• SOURCE RECORDS:
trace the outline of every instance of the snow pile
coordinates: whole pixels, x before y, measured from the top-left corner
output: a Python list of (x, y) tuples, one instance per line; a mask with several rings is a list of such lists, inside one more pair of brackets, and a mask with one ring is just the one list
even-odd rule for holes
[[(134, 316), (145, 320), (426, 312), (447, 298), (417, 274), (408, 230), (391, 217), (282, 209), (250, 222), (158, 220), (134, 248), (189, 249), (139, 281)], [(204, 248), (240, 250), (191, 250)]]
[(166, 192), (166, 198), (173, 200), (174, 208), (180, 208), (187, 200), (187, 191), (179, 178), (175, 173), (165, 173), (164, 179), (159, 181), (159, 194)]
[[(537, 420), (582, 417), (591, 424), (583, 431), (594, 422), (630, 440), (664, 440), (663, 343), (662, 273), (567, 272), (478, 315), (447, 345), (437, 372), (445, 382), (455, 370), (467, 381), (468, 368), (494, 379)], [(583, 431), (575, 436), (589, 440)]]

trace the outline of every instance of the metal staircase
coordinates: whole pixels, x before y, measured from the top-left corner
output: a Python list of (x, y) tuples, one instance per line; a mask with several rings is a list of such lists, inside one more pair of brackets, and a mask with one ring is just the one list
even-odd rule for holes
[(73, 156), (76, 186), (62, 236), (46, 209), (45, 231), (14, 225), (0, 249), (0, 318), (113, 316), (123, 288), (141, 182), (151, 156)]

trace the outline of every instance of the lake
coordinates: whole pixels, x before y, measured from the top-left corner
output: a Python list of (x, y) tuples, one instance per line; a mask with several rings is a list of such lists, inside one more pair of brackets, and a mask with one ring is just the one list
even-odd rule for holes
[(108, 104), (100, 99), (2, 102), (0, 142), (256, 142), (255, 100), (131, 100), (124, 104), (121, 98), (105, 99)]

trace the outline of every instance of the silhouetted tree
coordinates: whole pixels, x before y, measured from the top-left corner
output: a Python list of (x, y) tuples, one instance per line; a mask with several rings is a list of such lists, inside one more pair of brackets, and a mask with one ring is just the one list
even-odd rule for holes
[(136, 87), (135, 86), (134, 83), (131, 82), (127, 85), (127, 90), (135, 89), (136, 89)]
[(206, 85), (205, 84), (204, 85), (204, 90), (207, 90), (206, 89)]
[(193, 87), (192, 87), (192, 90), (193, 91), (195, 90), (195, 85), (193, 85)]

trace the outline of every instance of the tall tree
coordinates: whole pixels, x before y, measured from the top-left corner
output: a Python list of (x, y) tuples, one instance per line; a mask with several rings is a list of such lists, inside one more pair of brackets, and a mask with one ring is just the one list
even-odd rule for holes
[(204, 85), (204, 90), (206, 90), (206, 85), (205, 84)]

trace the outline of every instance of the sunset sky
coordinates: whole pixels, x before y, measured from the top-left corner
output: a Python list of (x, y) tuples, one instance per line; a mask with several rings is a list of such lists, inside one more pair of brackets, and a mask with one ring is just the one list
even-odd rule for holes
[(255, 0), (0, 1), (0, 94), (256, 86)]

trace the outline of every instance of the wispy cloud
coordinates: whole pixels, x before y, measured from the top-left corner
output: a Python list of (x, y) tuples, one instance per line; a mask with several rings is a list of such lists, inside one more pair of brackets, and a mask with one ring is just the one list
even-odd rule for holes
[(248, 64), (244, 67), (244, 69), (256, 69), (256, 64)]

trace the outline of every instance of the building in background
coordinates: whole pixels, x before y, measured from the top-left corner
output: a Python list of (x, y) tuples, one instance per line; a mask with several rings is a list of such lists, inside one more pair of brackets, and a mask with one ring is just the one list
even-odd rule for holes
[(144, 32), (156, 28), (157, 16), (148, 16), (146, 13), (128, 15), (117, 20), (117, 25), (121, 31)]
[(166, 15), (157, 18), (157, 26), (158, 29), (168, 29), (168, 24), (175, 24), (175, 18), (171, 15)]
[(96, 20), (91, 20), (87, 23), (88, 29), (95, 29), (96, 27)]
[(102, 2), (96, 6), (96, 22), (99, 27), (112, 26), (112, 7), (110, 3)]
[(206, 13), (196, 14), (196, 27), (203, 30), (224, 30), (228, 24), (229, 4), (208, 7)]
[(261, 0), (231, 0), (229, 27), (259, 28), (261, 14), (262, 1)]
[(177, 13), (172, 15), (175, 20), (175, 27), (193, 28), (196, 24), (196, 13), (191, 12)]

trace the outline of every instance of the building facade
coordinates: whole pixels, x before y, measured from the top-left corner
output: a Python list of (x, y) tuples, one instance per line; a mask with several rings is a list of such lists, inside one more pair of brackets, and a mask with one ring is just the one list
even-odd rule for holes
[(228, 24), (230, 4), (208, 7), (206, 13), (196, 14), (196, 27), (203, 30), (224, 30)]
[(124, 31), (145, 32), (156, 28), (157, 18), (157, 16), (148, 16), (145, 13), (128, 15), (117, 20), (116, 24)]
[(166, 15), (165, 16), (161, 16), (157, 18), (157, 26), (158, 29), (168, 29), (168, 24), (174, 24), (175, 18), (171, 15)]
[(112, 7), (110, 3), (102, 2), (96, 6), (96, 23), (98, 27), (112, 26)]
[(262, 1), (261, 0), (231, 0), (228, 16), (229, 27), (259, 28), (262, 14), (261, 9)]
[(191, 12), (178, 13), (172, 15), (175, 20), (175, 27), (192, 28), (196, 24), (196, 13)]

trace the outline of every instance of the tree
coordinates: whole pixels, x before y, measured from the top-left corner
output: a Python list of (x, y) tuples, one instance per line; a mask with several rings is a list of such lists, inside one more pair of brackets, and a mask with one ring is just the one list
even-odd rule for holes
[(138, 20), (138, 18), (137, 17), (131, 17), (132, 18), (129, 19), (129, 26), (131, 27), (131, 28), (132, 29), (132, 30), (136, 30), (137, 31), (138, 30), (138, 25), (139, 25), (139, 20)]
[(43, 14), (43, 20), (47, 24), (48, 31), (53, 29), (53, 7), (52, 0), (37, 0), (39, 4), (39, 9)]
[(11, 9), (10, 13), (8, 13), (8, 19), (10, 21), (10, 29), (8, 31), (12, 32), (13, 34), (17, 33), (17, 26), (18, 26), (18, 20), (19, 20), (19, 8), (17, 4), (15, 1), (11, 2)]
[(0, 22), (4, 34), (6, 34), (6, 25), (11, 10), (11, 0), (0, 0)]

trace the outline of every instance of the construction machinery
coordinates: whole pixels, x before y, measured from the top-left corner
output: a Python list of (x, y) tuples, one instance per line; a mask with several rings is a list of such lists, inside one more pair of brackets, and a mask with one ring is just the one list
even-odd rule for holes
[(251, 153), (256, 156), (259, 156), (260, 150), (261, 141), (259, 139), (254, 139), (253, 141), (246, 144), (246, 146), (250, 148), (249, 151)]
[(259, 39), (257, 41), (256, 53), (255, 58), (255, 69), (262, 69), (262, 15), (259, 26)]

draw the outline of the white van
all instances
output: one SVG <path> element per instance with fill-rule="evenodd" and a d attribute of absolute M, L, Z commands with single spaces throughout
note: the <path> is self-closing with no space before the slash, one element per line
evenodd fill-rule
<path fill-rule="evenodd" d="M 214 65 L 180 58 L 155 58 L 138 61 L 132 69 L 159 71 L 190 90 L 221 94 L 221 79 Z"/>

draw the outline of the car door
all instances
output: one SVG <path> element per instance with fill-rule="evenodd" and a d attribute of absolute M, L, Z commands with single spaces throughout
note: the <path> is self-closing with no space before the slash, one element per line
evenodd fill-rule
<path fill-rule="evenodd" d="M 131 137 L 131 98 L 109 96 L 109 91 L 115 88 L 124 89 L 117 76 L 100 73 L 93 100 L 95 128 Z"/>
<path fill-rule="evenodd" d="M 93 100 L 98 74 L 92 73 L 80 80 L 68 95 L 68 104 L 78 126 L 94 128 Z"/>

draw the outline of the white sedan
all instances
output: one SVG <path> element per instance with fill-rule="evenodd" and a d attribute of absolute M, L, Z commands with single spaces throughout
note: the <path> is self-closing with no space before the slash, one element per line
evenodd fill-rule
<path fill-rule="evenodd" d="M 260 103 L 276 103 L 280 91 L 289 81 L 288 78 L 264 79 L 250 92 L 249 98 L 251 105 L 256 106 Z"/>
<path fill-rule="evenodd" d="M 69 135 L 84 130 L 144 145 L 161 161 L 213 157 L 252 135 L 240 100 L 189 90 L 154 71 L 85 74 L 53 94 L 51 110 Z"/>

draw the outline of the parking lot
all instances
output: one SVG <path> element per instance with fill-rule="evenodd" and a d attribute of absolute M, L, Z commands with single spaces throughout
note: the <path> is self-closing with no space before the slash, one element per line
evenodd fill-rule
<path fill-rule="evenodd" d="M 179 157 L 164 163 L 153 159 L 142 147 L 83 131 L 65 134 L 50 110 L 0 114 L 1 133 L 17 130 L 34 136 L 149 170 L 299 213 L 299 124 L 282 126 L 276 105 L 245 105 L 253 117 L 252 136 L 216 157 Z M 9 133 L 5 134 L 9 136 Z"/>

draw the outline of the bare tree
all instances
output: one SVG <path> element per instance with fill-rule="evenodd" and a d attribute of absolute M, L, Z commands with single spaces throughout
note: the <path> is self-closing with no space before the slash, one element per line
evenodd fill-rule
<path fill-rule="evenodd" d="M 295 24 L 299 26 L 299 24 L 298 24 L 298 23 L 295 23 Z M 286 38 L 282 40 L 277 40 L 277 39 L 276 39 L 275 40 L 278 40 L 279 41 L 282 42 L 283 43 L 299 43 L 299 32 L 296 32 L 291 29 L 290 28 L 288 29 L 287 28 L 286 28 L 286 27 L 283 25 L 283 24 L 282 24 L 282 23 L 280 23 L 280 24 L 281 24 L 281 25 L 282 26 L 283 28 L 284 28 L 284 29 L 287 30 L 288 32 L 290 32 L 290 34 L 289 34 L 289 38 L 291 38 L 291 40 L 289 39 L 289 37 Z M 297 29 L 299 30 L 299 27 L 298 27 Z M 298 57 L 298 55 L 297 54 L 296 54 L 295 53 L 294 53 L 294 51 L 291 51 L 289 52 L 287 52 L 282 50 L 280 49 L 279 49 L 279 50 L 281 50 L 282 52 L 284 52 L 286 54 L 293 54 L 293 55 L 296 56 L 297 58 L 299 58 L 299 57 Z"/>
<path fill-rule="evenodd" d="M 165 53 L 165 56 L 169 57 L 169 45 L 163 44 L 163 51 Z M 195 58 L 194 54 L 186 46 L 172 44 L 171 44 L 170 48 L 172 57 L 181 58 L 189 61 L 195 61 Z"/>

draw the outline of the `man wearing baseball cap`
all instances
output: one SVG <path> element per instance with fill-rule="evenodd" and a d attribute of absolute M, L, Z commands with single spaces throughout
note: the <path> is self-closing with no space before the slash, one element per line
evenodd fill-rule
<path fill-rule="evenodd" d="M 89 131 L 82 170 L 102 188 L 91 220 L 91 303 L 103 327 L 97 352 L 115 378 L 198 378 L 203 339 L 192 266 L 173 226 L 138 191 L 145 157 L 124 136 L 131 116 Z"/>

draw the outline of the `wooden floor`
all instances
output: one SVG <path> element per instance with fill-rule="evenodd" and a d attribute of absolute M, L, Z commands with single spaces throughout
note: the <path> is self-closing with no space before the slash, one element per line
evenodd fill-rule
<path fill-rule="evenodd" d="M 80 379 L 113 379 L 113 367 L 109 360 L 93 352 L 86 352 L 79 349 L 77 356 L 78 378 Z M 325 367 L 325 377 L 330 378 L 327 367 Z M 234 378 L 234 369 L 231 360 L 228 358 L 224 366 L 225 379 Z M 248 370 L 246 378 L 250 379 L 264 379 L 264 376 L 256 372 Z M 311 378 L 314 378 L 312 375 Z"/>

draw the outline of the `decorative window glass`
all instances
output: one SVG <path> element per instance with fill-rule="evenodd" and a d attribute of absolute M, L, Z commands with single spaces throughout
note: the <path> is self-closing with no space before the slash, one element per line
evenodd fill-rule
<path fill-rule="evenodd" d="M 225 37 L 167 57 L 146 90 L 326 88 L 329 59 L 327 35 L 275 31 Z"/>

• GIVEN TASK: Update the listing from its first line through the line containing "98), (105, 99)]", replacing every occurrence of "whole pixels" with "integer pixels" and leaving everything else unchanged.

• REPLY:
trace the outline of every instance of the snow pile
coordinates: integer pixels, x before y, measured from the top-left corner
output: a Python list of (x, y) tuples, one instance per line; a mask with several rings is a list of such lists, inside one more pair of brackets, and a mask with one ring is just the one list
even-odd rule for holes
[[(134, 316), (145, 320), (426, 312), (447, 298), (417, 274), (408, 230), (391, 217), (282, 209), (250, 222), (158, 220), (134, 248), (189, 249), (139, 281)], [(204, 248), (240, 250), (191, 250)]]
[(166, 192), (166, 198), (173, 200), (174, 208), (180, 208), (187, 200), (187, 191), (179, 178), (175, 173), (165, 173), (164, 179), (159, 181), (159, 194)]
[[(537, 420), (582, 417), (591, 424), (583, 431), (594, 422), (630, 440), (664, 440), (663, 343), (662, 273), (567, 272), (478, 315), (447, 345), (437, 372), (445, 382), (455, 370), (467, 381), (468, 368), (494, 379)], [(583, 431), (575, 436), (589, 440)]]

trace the outline of every instance of the metal staircase
coordinates: integer pixels, x before y, measured from the top-left corner
output: a Python list of (x, y) tuples, one instance per line; a mask with several rings is a list of such lists, inside one more pair of brackets, and a mask with one ring is just the one list
even-odd rule for holes
[(73, 156), (76, 186), (62, 236), (46, 209), (45, 231), (14, 225), (0, 249), (0, 318), (113, 316), (123, 288), (141, 182), (151, 156)]

trace the outline of every instance of the lake
coordinates: integer pixels, x before y, measured from the top-left corner
output: a Python list of (x, y) tuples, one instance per line; a mask with several rings is a list of such lists, inside one more pair of brackets, and a mask with one ring is just the one list
even-odd rule for holes
[(108, 104), (100, 99), (2, 102), (0, 142), (256, 142), (255, 100), (131, 100), (124, 104), (121, 98), (105, 99)]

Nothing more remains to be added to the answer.